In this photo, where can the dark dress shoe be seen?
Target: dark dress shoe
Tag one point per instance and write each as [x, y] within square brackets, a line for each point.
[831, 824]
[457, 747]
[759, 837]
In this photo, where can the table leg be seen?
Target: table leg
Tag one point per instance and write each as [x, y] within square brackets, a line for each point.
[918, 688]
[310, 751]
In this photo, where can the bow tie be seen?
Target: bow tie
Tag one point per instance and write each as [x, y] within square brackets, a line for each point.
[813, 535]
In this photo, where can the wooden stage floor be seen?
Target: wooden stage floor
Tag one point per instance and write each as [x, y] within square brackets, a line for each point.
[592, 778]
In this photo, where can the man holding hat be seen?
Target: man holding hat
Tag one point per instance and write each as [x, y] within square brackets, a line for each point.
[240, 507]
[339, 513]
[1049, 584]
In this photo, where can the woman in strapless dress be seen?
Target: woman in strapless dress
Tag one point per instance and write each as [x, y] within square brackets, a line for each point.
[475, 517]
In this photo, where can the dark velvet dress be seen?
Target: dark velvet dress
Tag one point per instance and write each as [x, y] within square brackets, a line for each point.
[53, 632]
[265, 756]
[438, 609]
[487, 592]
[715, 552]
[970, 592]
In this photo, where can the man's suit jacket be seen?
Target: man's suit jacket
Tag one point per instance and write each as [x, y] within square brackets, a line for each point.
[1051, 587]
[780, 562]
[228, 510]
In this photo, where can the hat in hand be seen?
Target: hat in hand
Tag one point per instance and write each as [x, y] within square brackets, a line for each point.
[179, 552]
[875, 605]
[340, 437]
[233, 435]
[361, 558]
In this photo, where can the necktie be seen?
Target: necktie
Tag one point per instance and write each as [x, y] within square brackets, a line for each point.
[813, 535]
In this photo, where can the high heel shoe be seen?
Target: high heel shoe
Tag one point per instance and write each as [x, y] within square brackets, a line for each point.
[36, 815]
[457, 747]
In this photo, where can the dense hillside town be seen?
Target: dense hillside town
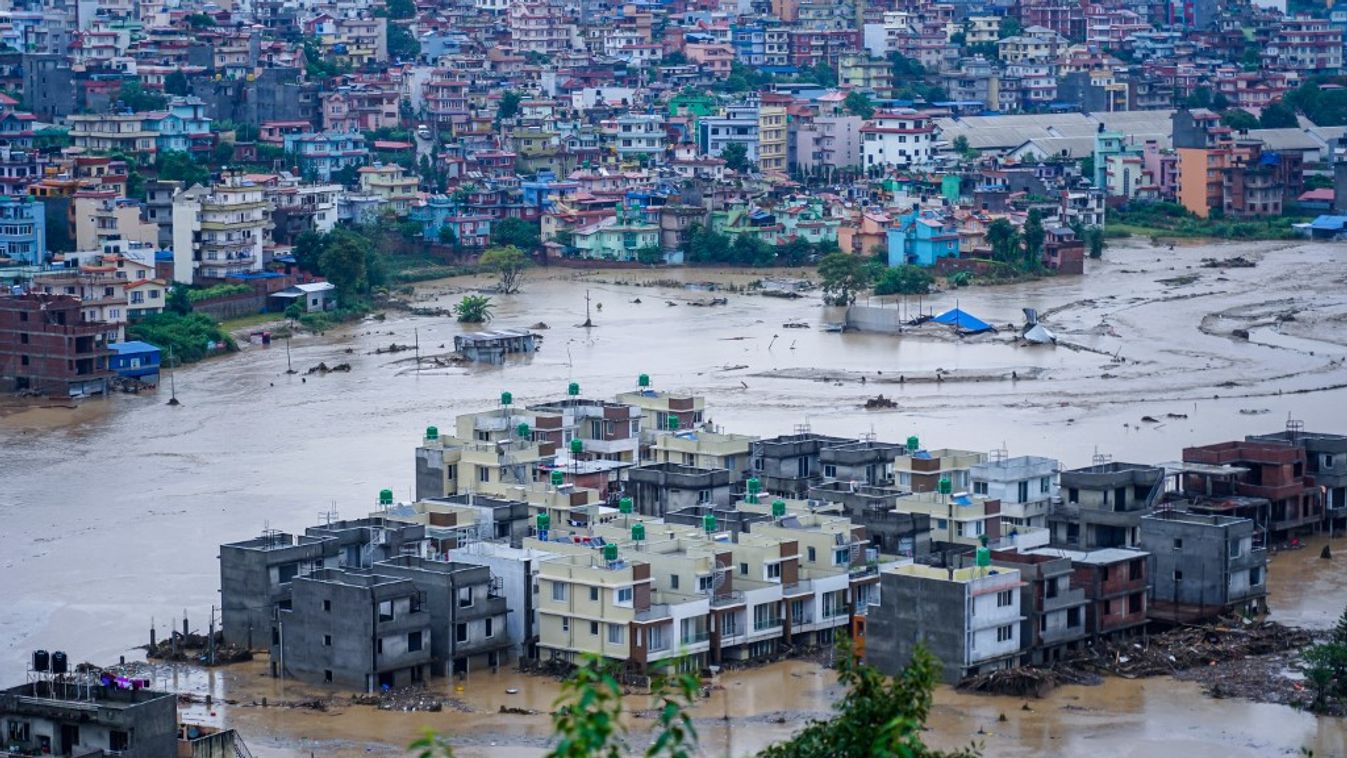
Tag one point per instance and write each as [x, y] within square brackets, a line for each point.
[150, 147]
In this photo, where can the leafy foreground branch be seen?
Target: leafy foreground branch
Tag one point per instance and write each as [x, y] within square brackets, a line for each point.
[880, 716]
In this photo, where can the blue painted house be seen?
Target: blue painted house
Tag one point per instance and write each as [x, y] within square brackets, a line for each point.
[923, 237]
[138, 360]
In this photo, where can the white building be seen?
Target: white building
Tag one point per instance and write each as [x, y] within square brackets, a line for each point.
[897, 139]
[1025, 485]
[218, 232]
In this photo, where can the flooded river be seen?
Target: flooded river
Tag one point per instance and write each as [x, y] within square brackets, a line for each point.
[111, 512]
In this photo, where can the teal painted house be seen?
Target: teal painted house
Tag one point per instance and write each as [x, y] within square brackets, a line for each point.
[922, 238]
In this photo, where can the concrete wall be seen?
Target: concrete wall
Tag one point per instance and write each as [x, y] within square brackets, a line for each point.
[916, 610]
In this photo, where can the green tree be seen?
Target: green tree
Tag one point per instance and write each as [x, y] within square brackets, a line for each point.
[1239, 119]
[1004, 240]
[181, 167]
[474, 308]
[878, 715]
[402, 45]
[508, 107]
[858, 104]
[138, 98]
[904, 280]
[843, 278]
[736, 156]
[175, 82]
[508, 263]
[1277, 116]
[516, 232]
[345, 263]
[177, 300]
[649, 255]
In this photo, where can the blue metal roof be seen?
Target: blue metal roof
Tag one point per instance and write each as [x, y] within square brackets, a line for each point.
[132, 348]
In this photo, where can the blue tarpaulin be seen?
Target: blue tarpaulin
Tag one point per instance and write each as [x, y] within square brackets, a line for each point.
[962, 321]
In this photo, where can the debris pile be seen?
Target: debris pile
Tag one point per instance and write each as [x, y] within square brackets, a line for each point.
[1188, 646]
[325, 369]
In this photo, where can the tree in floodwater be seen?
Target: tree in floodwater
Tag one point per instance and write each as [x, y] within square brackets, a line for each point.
[474, 308]
[508, 263]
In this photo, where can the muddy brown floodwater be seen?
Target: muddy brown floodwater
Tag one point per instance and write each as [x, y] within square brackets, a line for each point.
[111, 512]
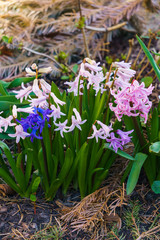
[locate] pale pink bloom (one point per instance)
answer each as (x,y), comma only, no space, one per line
(19,133)
(56,100)
(97,133)
(23,93)
(132,101)
(5,122)
(75,85)
(45,86)
(39,102)
(106,129)
(34,66)
(76,121)
(56,112)
(26,110)
(35,87)
(97,81)
(123,75)
(30,72)
(45,70)
(62,127)
(92,65)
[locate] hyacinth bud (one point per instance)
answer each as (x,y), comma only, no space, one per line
(34,66)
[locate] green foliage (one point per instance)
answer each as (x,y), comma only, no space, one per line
(147,81)
(150,58)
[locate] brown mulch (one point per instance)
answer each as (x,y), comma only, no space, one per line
(20,218)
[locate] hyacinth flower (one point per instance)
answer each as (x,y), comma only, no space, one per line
(132,101)
(35,122)
(117,143)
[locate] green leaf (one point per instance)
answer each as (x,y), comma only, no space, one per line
(147,81)
(135,171)
(3,90)
(9,180)
(156,187)
(150,58)
(82,168)
(64,77)
(155,147)
(154,126)
(35,184)
(120,152)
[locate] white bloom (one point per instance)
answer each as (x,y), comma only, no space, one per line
(97,133)
(106,129)
(76,122)
(56,112)
(45,86)
(56,100)
(23,93)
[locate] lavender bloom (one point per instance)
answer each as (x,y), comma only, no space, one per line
(124,136)
(119,142)
(35,122)
(114,142)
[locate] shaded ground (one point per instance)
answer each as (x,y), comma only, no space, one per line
(21,219)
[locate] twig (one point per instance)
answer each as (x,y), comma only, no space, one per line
(49,57)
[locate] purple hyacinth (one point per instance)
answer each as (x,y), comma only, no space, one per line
(117,143)
(35,122)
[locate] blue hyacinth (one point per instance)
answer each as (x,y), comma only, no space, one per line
(35,122)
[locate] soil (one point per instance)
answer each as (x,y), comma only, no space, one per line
(21,219)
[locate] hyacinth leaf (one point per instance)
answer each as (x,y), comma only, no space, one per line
(42,170)
(120,152)
(9,180)
(156,187)
(18,81)
(3,90)
(150,58)
(35,184)
(155,147)
(5,84)
(154,126)
(20,176)
(99,180)
(82,167)
(135,172)
(147,81)
(62,175)
(29,164)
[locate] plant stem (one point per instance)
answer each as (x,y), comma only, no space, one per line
(45,159)
(83,31)
(140,135)
(109,95)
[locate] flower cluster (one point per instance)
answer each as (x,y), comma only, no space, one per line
(132,101)
(35,122)
(104,132)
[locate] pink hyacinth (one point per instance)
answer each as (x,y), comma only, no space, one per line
(132,101)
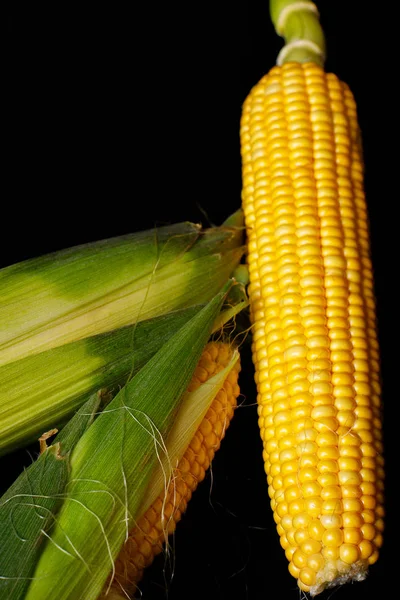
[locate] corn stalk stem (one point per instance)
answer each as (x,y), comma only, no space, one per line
(297,21)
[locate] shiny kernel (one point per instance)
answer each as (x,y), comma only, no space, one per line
(289,551)
(316,530)
(352,505)
(293,570)
(330,553)
(369,502)
(349,478)
(310,546)
(293,493)
(352,535)
(328,466)
(301,520)
(313,506)
(331,521)
(366,549)
(308,474)
(323,412)
(299,559)
(329,423)
(349,464)
(373,558)
(307,435)
(352,519)
(352,491)
(284,542)
(286,523)
(311,489)
(296,507)
(332,538)
(331,492)
(328,479)
(316,562)
(380,524)
(327,438)
(300,536)
(349,553)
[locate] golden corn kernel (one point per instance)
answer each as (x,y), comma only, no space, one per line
(146,540)
(315,345)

* **WHAT IS REQUIRED**
Write out every line of the entries above as a Markdown table with two columns, Row and Line. Give each line its own row number, skip blank lines, and leave the pictures out of your answer.

* **EXERCISE RESPONSE**
| Row | Line |
|---|---|
| 1 | In this photo, where can the dark dress shoe be seen? |
| 2 | Target: dark dress shoe |
| 3 | Tag one point per instance and write each as [x, y] within square brackets, a line for each point. |
| 4 | [831, 824] |
| 5 | [457, 747] |
| 6 | [759, 837] |
| 7 | In this photo, where can the table leg be seen? |
| 8 | Target: table leg |
| 9 | Tag one point per instance and write each as [x, y] within square brackets, a line for each point. |
| 10 | [918, 688] |
| 11 | [310, 751] |
| 12 | In this photo, where can the bow tie be seen? |
| 13 | Target: bow tie |
| 14 | Tag one point per instance and write each as [x, y] within square brackets, a line for each point. |
| 15 | [813, 535] |
| 16 | In this photo, where can the wooden stage floor be seen? |
| 17 | Target: wooden stage floor |
| 18 | Tag one point per instance and write each as [x, y] within square brackets, a line for each point. |
| 19 | [592, 778] |
| 20 | In this photo, where can the man holding hat be seen? |
| 21 | Target: man holding hat |
| 22 | Tag one point per instance and write each as [x, y] within square brackets, a line for each point. |
| 23 | [240, 507] |
| 24 | [339, 513] |
| 25 | [1049, 584] |
| 26 | In this photo, where can the woman in strapless dress be seen? |
| 27 | Target: woman in strapless dress |
| 28 | Tag one point per instance and write each as [x, y] within square brackets, a line for each point. |
| 29 | [475, 517] |
| 30 | In this photo, where can the dark velvet dress be seen? |
| 31 | Target: dark velvet dress |
| 32 | Tag one point per instance and write each as [x, y] within square brackets, a line for each point. |
| 33 | [53, 632] |
| 34 | [265, 756] |
| 35 | [438, 609] |
| 36 | [487, 592] |
| 37 | [715, 552] |
| 38 | [970, 592] |
| 39 | In this photo, where can the man's suit jacket be seen? |
| 40 | Target: man's suit jacket |
| 41 | Tag one point per instance and write each as [x, y] within square brackets, a line for each point. |
| 42 | [1051, 587] |
| 43 | [780, 562] |
| 44 | [228, 510] |
| 45 | In this photo, where can the hat in hand be seen? |
| 46 | Target: hat in hand |
| 47 | Tag one point per instance and write each as [x, y] within square brackets, a line for each point. |
| 48 | [179, 552] |
| 49 | [875, 605] |
| 50 | [340, 437] |
| 51 | [233, 435] |
| 52 | [361, 558] |
| 53 | In this photo, where can the necktie be seen? |
| 54 | Target: necktie |
| 55 | Tag one point per instance and write each as [x, y] within square brackets, a line for each point. |
| 56 | [813, 535] |
| 57 | In this photo, where can the high heel shoe be seen? |
| 58 | Target: high heel shoe |
| 59 | Tag one point per instance and write each as [x, y] within square brackets, a line for each point. |
| 60 | [36, 815] |
| 61 | [457, 747] |
| 62 | In this photo, where can the dense hillside town be seen? |
| 63 | Target: dense hillside town |
| 64 | Tag one point per instance and write each as [x, y] within square brackets, a line for each point. |
| 65 | [150, 147] |
| 66 | In this photo, where can the leafy foreground branch be seen? |
| 67 | Target: leafy foreground branch |
| 68 | Tag one point per instance and write each as [x, y] within square brackets, a line for each point. |
| 69 | [880, 716] |
| 70 | In this photo, where can the blue painted house be seen? |
| 71 | Target: blue painted house |
| 72 | Tag one point per instance and write each as [x, y] within square brackets, a line for each point. |
| 73 | [923, 237] |
| 74 | [138, 360] |
| 75 | In this photo, where can the white building be seen? |
| 76 | Target: white building |
| 77 | Tag one point per instance and write each as [x, y] within square brackets, a line for each point. |
| 78 | [897, 139] |
| 79 | [1025, 485] |
| 80 | [218, 232] |
| 81 | In this photo, where can the flooded river be seen? |
| 82 | Target: flooded river |
| 83 | Tag one point per instance and write each as [x, y] within square brackets, a line for each point. |
| 84 | [111, 512] |
| 85 | In this photo, where can the teal painted house be seen? |
| 86 | Target: teal painted house |
| 87 | Tag one point per instance and write each as [x, y] within square brackets, a line for each point. |
| 88 | [922, 238] |
| 89 | In this photo, where can the concrete wall be seen? |
| 90 | Target: concrete wall |
| 91 | Tag one point per instance and write each as [x, y] within square brackets, a line for each point. |
| 92 | [916, 610] |
| 93 | In this photo, where can the green tree be seen? |
| 94 | Target: green tree |
| 95 | Tag one point per instance and write each as [x, y] within square brackets, a line for each point. |
| 96 | [1239, 119] |
| 97 | [1004, 240] |
| 98 | [181, 167] |
| 99 | [474, 308] |
| 100 | [878, 715] |
| 101 | [402, 45] |
| 102 | [508, 107] |
| 103 | [858, 104] |
| 104 | [138, 98] |
| 105 | [904, 280] |
| 106 | [843, 278] |
| 107 | [736, 156] |
| 108 | [175, 82] |
| 109 | [508, 263] |
| 110 | [1277, 116] |
| 111 | [516, 232] |
| 112 | [345, 263] |
| 113 | [177, 300] |
| 114 | [649, 255] |
| 115 | In this photo, where can the blue metal roof be seen? |
| 116 | Target: blue metal roof |
| 117 | Tag one point per instance and write each as [x, y] within square brackets, a line for each point. |
| 118 | [132, 348] |
| 119 | In this photo, where can the blue tarpaulin be seen? |
| 120 | Target: blue tarpaulin |
| 121 | Tag one point per instance and write each as [x, y] within square brackets, a line for each point. |
| 122 | [962, 321] |
| 123 | In this photo, where can the debris pile be seen? |
| 124 | Target: debris pile |
| 125 | Tag one point per instance and write each as [x, y] within square brackets, a line for each point. |
| 126 | [1188, 646] |
| 127 | [325, 369] |
| 128 | In this photo, where can the tree in floodwater be seen? |
| 129 | Target: tree in floodwater |
| 130 | Tag one point per instance and write each as [x, y] within square brackets, a line for each point. |
| 131 | [474, 308] |
| 132 | [508, 263] |
| 133 | In this photo, where can the muddy brown floodwater be seen? |
| 134 | Target: muddy brown floodwater |
| 135 | Tag one point per instance and write each as [x, y] within square brackets, a line for each point. |
| 136 | [111, 512] |
| 137 | [locate] pale pink bloom (one point per instance) |
| 138 | answer each as (x,y), comma only, no space, one per line |
| 139 | (19,133) |
| 140 | (56,100) |
| 141 | (97,133) |
| 142 | (23,93) |
| 143 | (132,101) |
| 144 | (5,122) |
| 145 | (75,85) |
| 146 | (45,86) |
| 147 | (39,102) |
| 148 | (106,129) |
| 149 | (34,66) |
| 150 | (76,121) |
| 151 | (56,112) |
| 152 | (26,110) |
| 153 | (35,87) |
| 154 | (97,81) |
| 155 | (123,75) |
| 156 | (30,72) |
| 157 | (45,70) |
| 158 | (62,127) |
| 159 | (92,65) |
| 160 | [locate] hyacinth bud (one point per instance) |
| 161 | answer each as (x,y), comma only, no space, one per line |
| 162 | (34,66) |
| 163 | [locate] green foliage (one point per instance) |
| 164 | answer each as (x,y), comma only, no space, one per line |
| 165 | (147,81) |
| 166 | (150,58) |
| 167 | [locate] brown mulch (one point per instance) |
| 168 | answer each as (x,y), comma only, no space, one per line |
| 169 | (20,218) |
| 170 | [locate] hyacinth flower (one point per instance) |
| 171 | answer each as (x,y), comma only, no space, one per line |
| 172 | (132,101) |
| 173 | (35,122) |
| 174 | (117,143) |
| 175 | [locate] green leaf (one point per instance) |
| 176 | answer each as (x,y), comma only, no space, one per line |
| 177 | (147,81) |
| 178 | (135,171) |
| 179 | (3,90) |
| 180 | (9,180) |
| 181 | (156,187) |
| 182 | (150,58) |
| 183 | (82,168) |
| 184 | (64,77) |
| 185 | (155,147) |
| 186 | (154,126) |
| 187 | (35,184) |
| 188 | (120,152) |
| 189 | [locate] white bloom (one point per instance) |
| 190 | answer each as (x,y), comma only, no space, one per line |
| 191 | (97,133) |
| 192 | (106,129) |
| 193 | (76,122) |
| 194 | (56,112) |
| 195 | (45,86) |
| 196 | (56,100) |
| 197 | (23,93) |
| 198 | [locate] lavender bloom (one point per instance) |
| 199 | answer each as (x,y), comma only, no space, one per line |
| 200 | (124,136) |
| 201 | (119,142) |
| 202 | (35,122) |
| 203 | (114,142) |
| 204 | [locate] shaded ground (one point per instance) |
| 205 | answer each as (x,y), comma only, no space, one per line |
| 206 | (21,219) |
| 207 | [locate] twig (one point per instance) |
| 208 | answer each as (x,y), comma only, no space, one per line |
| 209 | (49,57) |
| 210 | [locate] purple hyacinth (one point per instance) |
| 211 | answer each as (x,y), comma only, no space, one per line |
| 212 | (117,143) |
| 213 | (35,122) |
| 214 | [locate] blue hyacinth (one point per instance) |
| 215 | answer each as (x,y), comma only, no space, one per line |
| 216 | (35,122) |
| 217 | [locate] soil (one point per instance) |
| 218 | answer each as (x,y), comma only, no space, one per line |
| 219 | (21,219) |
| 220 | [locate] hyacinth leaf (one point per instance) |
| 221 | answer each as (x,y), comma only, no space, one per line |
| 222 | (42,170) |
| 223 | (120,152) |
| 224 | (9,180) |
| 225 | (156,187) |
| 226 | (18,81) |
| 227 | (3,90) |
| 228 | (150,58) |
| 229 | (35,184) |
| 230 | (155,147) |
| 231 | (5,84) |
| 232 | (154,126) |
| 233 | (20,176) |
| 234 | (99,180) |
| 235 | (82,167) |
| 236 | (135,172) |
| 237 | (147,81) |
| 238 | (62,175) |
| 239 | (29,164) |
| 240 | [locate] plant stem (one point per instance) |
| 241 | answer each as (x,y), comma only, no space, one per line |
| 242 | (45,159) |
| 243 | (83,31) |
| 244 | (140,135) |
| 245 | (109,95) |
| 246 | [locate] flower cluster (one point per instance) |
| 247 | answer each as (x,y), comma only, no space, one per line |
| 248 | (132,101) |
| 249 | (35,122) |
| 250 | (104,132) |
| 251 | [locate] pink hyacinth (one point per instance) |
| 252 | answer each as (x,y), comma only, no space, one per line |
| 253 | (132,101) |
| 254 | [locate] corn stalk stem (one point per instance) |
| 255 | answer each as (x,y), comma only, no space, one per line |
| 256 | (297,21) |
| 257 | [locate] shiny kernel (one point per instance) |
| 258 | answer each as (x,y), comma only, no space, one per line |
| 259 | (289,551) |
| 260 | (316,530) |
| 261 | (352,505) |
| 262 | (293,570) |
| 263 | (330,553) |
| 264 | (369,502) |
| 265 | (349,478) |
| 266 | (310,546) |
| 267 | (293,493) |
| 268 | (352,535) |
| 269 | (328,466) |
| 270 | (301,520) |
| 271 | (313,506) |
| 272 | (331,521) |
| 273 | (366,549) |
| 274 | (308,474) |
| 275 | (323,412) |
| 276 | (299,559) |
| 277 | (329,423) |
| 278 | (349,464) |
| 279 | (373,558) |
| 280 | (307,435) |
| 281 | (352,519) |
| 282 | (352,491) |
| 283 | (284,542) |
| 284 | (286,523) |
| 285 | (311,489) |
| 286 | (296,507) |
| 287 | (332,538) |
| 288 | (331,492) |
| 289 | (328,479) |
| 290 | (316,562) |
| 291 | (380,524) |
| 292 | (327,438) |
| 293 | (300,536) |
| 294 | (349,553) |
| 295 | [locate] golden corn kernel (one point per instance) |
| 296 | answer each as (x,y), comma only, no space, one per line |
| 297 | (146,540) |
| 298 | (315,345) |